--- Tareas obligatorias ---
• a. Enumera en orden de aparición cada posesivo «mi» o «mis» del texto sobre el nombre del hijo, junto con la palabra que lo sigue.
• b. Reproduce del texto sobre el nombre del hijo todo lo que va desde "Durante los últimos" hasta "arruinaría la vida!".

--- Texto proporcionado ---
********

Durante los últimos días, he fantaseado a menudo
con esta escena: mi hijo Manuel tiene siete u ocho años, y les cuenta a sus
amiguitos: mis papás me pusieron de nombre Manuel por Manuel Azaña. ¿Y quién es
ese? - pregunta uno. Un hombre muy importante - responde mi hijo con orgullo. A
continuación, arrastrado por la fantasía, caigo en que mi retoño podría acabar
convirtiéndose en un cachorro conservador con aspiraciones de hacer carrera en
política... ¿Llamarse Manuel por Manuel Azaña? ¡Eso le arruinaría la vida!

********

(Filas de datos de anotación de cajas)
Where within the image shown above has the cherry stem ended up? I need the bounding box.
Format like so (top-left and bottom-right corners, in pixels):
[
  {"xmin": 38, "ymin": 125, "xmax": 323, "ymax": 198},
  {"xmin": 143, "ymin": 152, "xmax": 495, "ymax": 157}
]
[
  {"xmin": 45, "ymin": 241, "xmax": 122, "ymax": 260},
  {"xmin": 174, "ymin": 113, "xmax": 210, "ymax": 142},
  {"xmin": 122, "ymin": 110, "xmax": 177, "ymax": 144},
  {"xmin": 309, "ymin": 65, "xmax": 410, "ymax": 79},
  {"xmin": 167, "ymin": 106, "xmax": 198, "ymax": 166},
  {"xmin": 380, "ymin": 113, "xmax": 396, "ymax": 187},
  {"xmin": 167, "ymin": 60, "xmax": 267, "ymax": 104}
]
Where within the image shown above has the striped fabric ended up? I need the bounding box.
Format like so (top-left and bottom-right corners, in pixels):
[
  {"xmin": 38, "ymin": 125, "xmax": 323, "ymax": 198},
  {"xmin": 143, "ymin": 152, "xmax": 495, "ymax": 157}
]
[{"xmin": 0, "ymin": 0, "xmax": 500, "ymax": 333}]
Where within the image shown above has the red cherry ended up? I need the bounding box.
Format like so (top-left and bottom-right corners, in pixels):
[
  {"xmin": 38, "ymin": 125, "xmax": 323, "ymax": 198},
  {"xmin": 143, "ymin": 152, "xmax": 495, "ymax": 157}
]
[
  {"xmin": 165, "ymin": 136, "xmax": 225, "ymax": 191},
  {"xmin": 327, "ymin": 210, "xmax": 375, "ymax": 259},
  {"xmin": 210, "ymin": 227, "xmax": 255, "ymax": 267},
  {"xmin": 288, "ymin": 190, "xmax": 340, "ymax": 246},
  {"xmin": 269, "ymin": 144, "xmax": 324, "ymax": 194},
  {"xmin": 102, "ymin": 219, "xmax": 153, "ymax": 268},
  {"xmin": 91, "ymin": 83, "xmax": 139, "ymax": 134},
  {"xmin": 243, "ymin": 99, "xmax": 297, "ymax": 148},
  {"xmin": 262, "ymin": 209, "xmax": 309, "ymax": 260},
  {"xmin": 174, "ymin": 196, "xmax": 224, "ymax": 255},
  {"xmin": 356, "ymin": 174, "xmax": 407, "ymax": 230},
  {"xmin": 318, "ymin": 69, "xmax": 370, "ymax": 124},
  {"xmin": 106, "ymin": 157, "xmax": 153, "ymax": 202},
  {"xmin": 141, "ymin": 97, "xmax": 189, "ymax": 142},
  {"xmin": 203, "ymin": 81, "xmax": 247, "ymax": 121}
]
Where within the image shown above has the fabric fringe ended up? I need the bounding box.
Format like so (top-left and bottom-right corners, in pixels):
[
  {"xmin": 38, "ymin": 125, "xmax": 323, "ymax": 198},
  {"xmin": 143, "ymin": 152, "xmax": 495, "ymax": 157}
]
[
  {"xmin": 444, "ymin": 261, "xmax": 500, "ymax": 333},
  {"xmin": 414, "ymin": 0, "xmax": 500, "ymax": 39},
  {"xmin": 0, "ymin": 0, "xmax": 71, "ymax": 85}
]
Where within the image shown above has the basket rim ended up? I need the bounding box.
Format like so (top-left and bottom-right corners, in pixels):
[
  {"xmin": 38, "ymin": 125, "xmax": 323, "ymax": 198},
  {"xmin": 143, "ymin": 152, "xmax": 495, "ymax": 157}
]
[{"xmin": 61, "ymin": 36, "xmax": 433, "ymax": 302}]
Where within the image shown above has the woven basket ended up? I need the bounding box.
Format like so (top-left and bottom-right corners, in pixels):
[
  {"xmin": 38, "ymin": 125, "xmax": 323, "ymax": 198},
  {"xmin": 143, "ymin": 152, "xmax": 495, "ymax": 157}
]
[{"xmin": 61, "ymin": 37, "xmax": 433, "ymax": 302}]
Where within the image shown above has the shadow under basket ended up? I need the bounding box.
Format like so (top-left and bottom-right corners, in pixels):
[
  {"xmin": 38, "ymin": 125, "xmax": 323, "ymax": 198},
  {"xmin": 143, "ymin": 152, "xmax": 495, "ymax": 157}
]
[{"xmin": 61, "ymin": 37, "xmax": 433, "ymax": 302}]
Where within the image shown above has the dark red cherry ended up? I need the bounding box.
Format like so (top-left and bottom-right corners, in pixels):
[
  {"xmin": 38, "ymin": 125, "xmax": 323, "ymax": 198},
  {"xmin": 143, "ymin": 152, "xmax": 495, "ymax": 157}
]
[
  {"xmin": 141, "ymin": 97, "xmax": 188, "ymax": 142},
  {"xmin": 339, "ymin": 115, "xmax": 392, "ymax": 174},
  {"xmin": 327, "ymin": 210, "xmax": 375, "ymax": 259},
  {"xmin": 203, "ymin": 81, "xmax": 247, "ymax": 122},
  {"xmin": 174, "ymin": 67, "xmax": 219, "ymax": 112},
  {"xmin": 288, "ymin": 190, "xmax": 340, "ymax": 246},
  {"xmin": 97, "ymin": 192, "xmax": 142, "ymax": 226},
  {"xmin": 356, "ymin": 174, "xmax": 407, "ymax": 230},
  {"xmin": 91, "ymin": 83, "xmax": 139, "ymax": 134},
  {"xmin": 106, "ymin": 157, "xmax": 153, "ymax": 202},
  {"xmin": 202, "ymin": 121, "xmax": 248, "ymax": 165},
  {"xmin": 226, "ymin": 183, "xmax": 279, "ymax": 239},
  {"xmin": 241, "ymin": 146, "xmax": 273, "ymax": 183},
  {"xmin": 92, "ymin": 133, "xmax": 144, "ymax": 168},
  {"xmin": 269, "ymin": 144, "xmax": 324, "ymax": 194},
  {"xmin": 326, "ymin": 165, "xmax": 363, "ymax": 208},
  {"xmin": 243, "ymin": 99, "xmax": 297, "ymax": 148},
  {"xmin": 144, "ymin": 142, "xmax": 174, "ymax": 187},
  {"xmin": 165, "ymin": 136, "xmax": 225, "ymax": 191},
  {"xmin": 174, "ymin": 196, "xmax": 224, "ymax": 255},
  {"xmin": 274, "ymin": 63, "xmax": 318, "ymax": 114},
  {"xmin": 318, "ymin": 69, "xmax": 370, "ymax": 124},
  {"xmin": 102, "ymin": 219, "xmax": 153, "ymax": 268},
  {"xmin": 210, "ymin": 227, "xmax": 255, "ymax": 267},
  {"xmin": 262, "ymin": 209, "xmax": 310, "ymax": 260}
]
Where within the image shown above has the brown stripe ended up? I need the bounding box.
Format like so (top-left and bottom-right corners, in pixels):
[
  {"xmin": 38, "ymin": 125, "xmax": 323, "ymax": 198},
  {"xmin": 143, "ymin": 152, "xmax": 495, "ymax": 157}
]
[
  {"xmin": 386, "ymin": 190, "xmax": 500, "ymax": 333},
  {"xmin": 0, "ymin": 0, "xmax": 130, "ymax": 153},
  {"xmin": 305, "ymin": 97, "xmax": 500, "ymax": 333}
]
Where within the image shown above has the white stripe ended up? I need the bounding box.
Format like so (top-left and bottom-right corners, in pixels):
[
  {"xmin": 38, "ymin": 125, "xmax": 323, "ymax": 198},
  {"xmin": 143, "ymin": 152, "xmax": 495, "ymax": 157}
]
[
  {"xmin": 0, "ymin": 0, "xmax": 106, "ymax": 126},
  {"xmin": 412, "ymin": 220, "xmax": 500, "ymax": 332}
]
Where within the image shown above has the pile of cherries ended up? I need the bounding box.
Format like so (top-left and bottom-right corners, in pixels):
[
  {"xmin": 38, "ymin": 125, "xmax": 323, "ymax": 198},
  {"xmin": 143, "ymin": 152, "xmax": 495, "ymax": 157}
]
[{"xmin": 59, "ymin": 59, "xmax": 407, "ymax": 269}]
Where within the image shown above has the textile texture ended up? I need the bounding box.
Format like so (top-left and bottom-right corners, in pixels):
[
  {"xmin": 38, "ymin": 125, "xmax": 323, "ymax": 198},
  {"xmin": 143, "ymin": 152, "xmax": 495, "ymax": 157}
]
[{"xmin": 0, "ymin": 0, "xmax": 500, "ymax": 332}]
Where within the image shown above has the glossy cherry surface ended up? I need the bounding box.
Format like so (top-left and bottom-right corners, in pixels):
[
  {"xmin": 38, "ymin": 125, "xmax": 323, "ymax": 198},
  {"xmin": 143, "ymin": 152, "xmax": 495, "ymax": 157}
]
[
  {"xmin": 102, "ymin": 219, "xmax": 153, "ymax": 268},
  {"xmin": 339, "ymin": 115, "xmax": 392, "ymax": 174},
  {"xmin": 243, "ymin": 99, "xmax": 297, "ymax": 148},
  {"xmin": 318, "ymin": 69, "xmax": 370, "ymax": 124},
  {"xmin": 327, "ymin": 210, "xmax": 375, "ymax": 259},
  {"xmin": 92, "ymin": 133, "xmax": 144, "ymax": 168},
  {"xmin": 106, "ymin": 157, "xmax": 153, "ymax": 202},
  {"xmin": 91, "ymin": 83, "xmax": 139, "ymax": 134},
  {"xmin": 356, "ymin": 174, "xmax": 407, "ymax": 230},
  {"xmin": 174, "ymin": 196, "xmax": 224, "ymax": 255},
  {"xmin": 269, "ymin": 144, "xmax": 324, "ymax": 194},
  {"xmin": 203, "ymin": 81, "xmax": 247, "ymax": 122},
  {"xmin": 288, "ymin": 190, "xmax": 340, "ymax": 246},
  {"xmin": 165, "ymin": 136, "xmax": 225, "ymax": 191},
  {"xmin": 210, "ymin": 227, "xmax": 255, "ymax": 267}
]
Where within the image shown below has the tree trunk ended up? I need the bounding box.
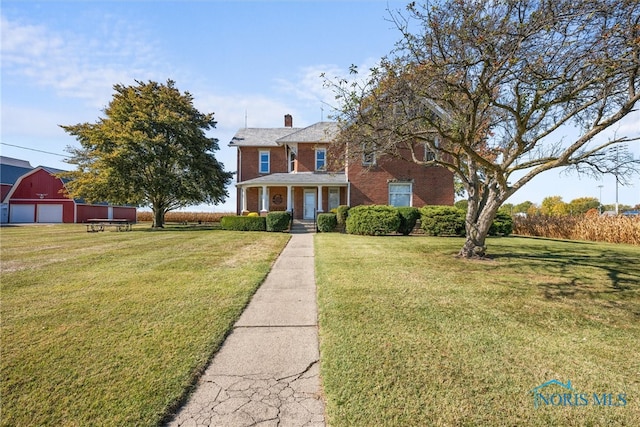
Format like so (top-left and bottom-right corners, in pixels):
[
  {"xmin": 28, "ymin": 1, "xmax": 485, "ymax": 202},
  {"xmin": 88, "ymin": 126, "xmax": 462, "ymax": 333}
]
[
  {"xmin": 458, "ymin": 221, "xmax": 492, "ymax": 258},
  {"xmin": 152, "ymin": 209, "xmax": 164, "ymax": 228},
  {"xmin": 458, "ymin": 186, "xmax": 504, "ymax": 259}
]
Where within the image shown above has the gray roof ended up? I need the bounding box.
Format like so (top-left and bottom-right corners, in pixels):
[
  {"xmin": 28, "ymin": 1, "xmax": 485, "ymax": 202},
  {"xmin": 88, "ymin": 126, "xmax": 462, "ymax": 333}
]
[
  {"xmin": 236, "ymin": 172, "xmax": 347, "ymax": 187},
  {"xmin": 278, "ymin": 122, "xmax": 338, "ymax": 144},
  {"xmin": 229, "ymin": 122, "xmax": 338, "ymax": 147},
  {"xmin": 229, "ymin": 128, "xmax": 300, "ymax": 147}
]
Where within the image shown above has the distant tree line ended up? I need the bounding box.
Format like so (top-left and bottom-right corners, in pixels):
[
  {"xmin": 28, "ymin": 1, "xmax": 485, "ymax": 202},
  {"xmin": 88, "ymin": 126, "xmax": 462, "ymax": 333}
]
[{"xmin": 455, "ymin": 196, "xmax": 640, "ymax": 216}]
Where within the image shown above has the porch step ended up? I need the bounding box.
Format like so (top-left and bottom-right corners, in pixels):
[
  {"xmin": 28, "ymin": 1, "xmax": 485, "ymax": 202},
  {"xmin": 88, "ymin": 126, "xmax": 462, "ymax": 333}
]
[{"xmin": 290, "ymin": 219, "xmax": 316, "ymax": 234}]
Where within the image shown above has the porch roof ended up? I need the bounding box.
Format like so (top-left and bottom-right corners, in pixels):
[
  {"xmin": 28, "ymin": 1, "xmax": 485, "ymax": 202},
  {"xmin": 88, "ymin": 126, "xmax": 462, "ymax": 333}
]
[{"xmin": 236, "ymin": 172, "xmax": 347, "ymax": 187}]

********

--- Las respuestas ---
• a.
mi hijo
mis papás
mi hijo
mi retoño

• b.
Durante los últimos días, he fantaseado a menudo
con esta escena: mi hijo Manuel tiene siete u ocho años, y les cuenta a sus
amiguitos: mis papás me pusieron de nombre Manuel por Manuel Azaña. ¿Y quién es
ese? - pregunta uno. Un hombre muy importante - responde mi hijo con orgullo. A
continuación, arrastrado por la fantasía, caigo en que mi retoño podría acabar
convirtiéndose en un cachorro conservador con aspiraciones de hacer carrera en
política... ¿Llamarse Manuel por Manuel Azaña? ¡Eso le arruinaría la vida!